> **TEXT PASSAGE**:
__________________________________________________
In the design of a rapid transit system, it is necessary to balance the average speed of a train against the distance between station stops. The more stops there are, the slower the train’s average speed. To get an idea of this problem, calculate the time it takes a train to make a 15.0-km trip in two situations: (a) the stations at which the trains must stop are 3.0 km apart (a total of 6 stations, including those at the ends); and (b) the stations are 5.0 km apart (4 stations total). Assume that at each station the train accelerates at a rate of$\mathbf{1}\mathbf{.}\mathbf{1}\mathbf{m}\mathbf{/}{\mathbf{s}}^{\mathbf{2}}$until it reaches$\mathbf{95}\mathbf{km}\mathbf{/}\mathbf{h}$, then stays at this speed until its brakes are applied for arrival at the next station, at which time it decelerates at$\mathbf{2}\mathbf{m}\mathbf{/}{\mathbf{s}}^{\mathbf{2}}$. Assume it stops at each intermediate station for 22 s.
__________________________________________________
> **TASK REQUIREMENTS**:
In the rapid transit problem, how long does the train stop at each intermediate station?

> **RECORDS PROVIDED**:
__________________________________________________
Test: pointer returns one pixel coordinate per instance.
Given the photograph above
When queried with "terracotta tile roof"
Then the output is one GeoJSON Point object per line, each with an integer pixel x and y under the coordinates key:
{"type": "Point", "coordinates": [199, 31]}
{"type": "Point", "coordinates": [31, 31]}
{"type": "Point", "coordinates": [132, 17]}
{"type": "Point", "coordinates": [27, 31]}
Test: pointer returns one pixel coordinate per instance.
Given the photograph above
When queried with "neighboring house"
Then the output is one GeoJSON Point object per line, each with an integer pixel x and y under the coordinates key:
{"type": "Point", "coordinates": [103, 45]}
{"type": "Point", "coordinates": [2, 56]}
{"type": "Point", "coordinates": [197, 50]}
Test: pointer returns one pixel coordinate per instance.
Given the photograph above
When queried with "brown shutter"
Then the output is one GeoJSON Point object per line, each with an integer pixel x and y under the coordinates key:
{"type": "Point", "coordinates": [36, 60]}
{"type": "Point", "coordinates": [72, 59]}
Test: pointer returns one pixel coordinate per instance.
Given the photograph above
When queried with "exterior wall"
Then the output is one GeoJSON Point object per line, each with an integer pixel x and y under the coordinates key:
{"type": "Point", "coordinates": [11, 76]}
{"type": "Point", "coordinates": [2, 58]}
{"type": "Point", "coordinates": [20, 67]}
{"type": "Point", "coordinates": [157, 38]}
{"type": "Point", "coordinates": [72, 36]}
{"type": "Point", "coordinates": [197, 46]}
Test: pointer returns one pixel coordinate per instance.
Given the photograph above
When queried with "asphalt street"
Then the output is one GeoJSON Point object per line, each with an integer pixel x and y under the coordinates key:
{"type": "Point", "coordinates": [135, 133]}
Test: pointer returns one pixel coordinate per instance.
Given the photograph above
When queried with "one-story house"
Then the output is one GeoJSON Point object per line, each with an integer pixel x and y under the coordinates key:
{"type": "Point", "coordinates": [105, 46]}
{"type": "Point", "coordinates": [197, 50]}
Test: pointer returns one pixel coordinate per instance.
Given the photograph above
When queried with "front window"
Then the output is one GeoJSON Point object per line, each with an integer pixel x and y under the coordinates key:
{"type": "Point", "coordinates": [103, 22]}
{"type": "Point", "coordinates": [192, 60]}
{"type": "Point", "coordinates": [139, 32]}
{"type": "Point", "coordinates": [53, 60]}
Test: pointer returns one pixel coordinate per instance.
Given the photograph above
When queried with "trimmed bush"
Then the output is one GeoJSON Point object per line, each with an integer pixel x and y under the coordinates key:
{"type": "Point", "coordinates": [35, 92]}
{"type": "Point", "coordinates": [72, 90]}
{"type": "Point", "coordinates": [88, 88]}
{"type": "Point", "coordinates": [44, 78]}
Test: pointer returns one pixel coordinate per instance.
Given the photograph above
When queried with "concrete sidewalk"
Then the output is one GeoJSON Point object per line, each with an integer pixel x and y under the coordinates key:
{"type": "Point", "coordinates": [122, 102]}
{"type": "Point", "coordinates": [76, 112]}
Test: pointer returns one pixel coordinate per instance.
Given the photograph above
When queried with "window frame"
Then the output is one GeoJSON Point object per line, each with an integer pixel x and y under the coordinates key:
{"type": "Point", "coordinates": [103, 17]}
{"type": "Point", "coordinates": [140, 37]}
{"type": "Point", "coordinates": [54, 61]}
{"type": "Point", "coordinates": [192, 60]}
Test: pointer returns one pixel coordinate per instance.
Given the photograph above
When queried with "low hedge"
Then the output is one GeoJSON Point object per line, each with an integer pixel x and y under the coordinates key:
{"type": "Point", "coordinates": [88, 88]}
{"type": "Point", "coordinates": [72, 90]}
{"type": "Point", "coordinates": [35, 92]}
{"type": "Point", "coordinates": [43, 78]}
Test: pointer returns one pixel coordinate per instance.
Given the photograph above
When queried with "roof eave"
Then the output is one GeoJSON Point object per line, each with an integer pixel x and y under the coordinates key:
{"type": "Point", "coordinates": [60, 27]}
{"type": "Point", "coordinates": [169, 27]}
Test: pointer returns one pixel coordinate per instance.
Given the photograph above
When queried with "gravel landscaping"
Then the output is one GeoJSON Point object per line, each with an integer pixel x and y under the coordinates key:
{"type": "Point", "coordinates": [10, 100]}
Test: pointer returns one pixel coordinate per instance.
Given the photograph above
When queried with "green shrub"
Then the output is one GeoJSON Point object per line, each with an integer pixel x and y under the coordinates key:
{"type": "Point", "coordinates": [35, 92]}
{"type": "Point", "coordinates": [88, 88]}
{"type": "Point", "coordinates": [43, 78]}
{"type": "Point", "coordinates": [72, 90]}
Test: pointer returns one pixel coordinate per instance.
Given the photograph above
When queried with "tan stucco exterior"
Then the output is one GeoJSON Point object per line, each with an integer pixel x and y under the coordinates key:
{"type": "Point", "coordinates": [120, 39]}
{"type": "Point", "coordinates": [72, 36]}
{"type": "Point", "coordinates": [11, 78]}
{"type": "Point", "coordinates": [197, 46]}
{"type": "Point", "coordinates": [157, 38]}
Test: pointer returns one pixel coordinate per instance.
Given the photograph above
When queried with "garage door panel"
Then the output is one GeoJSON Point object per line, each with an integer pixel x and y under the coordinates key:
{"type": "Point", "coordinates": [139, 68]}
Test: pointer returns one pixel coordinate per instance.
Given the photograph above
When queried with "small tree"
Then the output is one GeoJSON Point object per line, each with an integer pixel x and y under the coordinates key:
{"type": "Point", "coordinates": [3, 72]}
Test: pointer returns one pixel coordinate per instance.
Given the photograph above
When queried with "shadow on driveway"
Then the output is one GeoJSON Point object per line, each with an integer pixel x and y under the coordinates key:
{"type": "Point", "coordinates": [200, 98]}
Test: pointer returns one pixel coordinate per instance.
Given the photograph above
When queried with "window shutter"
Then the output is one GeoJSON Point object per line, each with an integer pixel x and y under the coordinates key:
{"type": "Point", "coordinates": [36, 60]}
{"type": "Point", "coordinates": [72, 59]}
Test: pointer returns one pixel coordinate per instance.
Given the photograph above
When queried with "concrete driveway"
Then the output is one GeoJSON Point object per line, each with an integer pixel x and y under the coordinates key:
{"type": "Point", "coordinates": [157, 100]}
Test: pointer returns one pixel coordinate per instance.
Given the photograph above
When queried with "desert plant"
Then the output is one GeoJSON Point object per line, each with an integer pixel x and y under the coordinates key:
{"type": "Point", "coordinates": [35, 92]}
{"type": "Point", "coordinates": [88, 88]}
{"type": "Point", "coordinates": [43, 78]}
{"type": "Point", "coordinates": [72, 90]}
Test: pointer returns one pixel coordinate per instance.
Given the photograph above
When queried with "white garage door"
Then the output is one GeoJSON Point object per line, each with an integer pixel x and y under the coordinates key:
__________________________________________________
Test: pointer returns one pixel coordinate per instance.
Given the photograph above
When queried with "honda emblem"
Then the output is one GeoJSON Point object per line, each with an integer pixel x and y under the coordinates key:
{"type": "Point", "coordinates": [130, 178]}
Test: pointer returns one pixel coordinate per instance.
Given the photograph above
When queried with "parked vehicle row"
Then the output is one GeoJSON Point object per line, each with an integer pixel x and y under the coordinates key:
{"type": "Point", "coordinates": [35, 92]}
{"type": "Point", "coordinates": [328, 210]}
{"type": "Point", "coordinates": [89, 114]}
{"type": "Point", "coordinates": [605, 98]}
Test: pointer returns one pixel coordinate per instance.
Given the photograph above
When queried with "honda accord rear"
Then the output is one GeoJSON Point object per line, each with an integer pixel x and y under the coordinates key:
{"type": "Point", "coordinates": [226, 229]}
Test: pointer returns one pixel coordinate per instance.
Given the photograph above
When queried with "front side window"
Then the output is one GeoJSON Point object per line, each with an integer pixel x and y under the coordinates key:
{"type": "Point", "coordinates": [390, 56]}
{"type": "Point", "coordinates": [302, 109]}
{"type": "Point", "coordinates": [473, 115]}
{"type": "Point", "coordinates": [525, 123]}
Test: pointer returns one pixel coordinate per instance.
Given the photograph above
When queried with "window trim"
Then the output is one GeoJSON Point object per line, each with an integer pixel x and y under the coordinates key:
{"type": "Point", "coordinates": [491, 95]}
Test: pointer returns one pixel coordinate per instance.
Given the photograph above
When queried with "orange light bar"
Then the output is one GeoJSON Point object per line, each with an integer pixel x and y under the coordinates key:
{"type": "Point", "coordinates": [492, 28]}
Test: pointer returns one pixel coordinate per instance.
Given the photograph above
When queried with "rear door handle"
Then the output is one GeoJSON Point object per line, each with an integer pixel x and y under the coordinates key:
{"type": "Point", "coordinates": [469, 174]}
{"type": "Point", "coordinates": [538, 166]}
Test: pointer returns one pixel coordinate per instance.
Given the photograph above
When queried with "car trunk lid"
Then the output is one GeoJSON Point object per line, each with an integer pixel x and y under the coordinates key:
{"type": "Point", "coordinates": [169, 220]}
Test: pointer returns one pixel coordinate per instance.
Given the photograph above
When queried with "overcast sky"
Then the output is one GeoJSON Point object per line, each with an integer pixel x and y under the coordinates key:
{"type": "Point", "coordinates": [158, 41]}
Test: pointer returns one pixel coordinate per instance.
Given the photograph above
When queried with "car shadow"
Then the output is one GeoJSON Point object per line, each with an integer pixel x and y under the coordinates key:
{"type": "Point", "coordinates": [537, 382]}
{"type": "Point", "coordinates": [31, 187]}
__________________________________________________
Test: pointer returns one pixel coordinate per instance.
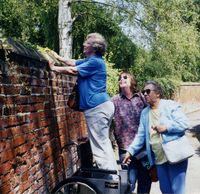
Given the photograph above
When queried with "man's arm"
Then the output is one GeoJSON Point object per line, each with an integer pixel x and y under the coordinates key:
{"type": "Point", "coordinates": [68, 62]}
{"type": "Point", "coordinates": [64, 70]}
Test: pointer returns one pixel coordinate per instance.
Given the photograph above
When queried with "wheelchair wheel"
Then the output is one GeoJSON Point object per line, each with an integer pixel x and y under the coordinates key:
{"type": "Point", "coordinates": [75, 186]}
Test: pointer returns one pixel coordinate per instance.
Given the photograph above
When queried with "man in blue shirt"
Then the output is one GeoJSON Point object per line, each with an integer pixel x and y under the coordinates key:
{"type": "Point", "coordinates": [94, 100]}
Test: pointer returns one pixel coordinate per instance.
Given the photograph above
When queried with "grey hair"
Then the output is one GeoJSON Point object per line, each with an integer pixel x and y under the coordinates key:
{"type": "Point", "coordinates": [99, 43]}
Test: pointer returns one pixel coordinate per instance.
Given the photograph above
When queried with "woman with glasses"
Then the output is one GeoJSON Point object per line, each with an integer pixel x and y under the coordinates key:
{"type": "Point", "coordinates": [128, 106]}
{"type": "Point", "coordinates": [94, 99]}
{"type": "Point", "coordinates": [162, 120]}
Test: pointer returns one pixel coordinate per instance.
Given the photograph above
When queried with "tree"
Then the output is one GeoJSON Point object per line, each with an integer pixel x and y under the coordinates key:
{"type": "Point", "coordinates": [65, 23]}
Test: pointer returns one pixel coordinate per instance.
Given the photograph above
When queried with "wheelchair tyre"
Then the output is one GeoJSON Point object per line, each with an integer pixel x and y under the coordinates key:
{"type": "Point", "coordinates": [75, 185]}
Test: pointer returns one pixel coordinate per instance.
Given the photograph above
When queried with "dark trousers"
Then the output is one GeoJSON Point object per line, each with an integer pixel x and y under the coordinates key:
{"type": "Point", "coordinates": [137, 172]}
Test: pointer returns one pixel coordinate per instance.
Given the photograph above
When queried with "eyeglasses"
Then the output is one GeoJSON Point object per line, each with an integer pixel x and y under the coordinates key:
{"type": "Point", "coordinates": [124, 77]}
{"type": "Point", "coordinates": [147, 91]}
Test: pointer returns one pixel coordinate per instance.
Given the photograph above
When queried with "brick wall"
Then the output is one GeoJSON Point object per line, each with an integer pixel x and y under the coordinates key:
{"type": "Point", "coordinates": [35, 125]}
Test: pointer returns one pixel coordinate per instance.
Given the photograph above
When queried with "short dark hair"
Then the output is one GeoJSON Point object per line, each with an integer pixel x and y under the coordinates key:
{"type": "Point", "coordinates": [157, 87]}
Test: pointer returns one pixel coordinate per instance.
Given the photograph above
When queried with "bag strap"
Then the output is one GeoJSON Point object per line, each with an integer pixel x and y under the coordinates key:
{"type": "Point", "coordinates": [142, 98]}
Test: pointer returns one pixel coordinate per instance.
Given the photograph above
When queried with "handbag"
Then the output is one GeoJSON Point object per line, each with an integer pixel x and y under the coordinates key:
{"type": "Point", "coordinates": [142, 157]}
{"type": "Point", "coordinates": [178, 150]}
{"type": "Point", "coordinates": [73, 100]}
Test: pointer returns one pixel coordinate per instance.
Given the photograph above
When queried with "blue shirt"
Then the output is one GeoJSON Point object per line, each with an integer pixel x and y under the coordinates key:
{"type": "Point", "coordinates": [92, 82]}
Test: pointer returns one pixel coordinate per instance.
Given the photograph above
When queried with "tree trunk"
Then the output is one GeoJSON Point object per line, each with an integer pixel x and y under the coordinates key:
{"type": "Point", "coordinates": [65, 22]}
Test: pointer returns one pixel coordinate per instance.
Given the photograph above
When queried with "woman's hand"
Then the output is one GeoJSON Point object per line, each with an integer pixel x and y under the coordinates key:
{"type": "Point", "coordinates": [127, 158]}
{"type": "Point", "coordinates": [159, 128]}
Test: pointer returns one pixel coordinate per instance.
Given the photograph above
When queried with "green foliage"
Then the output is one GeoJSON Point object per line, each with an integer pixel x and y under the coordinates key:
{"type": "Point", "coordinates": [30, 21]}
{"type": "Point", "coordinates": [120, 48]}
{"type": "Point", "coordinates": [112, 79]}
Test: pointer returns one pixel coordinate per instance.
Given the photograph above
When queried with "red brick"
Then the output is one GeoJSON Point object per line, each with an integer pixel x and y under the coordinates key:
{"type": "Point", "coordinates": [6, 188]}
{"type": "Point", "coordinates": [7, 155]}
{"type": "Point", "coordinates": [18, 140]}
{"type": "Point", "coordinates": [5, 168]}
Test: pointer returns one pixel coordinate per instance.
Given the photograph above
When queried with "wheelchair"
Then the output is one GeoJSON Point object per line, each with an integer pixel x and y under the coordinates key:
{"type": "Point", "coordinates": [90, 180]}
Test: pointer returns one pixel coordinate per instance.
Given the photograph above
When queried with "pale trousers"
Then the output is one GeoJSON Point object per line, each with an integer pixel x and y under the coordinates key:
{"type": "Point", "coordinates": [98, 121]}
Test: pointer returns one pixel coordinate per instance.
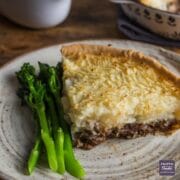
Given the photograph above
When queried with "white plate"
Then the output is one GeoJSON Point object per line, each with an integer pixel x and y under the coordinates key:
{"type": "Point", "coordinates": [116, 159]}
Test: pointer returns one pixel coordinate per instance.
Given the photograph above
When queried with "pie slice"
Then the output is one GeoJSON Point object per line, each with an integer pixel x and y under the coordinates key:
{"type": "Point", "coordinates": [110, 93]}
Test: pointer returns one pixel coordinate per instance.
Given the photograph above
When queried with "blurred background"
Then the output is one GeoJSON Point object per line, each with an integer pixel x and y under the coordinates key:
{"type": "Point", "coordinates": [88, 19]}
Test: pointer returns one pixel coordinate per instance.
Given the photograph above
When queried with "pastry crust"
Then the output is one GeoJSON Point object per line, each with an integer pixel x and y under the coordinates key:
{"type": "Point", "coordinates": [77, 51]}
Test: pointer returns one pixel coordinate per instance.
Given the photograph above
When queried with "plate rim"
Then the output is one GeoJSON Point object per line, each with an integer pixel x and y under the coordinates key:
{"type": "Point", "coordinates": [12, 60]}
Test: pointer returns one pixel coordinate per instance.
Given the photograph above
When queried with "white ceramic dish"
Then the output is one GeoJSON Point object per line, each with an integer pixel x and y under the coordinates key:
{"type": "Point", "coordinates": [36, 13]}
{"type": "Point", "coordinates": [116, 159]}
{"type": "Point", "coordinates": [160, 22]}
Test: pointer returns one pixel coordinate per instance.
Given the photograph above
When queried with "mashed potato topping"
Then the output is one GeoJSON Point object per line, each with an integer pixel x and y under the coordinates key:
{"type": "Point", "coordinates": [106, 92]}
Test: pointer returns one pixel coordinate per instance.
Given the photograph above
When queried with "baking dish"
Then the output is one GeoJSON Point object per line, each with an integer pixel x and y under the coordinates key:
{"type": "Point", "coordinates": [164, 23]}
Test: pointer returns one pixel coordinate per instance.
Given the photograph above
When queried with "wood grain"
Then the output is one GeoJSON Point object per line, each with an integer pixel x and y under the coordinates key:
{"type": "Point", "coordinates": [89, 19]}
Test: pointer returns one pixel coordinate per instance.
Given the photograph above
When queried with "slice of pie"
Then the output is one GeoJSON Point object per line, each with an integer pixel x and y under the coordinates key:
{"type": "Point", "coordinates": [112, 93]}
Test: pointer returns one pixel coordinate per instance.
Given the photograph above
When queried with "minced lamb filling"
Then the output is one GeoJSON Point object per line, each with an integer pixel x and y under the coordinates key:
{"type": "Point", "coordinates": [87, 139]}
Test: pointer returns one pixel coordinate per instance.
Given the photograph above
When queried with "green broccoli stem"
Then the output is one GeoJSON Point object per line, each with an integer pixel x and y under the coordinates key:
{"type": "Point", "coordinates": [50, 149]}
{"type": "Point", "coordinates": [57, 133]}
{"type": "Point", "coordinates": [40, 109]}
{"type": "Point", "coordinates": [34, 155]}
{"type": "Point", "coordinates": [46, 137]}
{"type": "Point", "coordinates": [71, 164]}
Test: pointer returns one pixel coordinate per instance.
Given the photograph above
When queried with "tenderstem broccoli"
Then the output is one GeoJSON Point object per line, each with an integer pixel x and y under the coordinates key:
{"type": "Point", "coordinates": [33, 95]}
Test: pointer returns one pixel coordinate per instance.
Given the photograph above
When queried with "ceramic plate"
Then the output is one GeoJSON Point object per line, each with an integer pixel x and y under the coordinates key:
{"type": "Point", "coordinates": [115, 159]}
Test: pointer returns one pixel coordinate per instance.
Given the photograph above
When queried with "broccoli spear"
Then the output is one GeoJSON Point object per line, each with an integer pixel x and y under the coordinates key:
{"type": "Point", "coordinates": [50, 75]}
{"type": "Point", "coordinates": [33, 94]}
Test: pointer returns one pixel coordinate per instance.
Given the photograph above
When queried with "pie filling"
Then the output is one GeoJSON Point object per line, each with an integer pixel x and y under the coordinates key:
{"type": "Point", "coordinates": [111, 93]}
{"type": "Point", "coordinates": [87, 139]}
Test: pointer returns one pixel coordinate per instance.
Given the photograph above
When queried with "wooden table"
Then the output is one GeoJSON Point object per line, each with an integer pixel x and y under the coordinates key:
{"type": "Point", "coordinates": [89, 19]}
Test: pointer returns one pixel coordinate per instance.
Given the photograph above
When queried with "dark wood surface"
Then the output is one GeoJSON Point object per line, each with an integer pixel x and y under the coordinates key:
__________________________________________________
> **SOLUTION BELOW**:
22 seconds.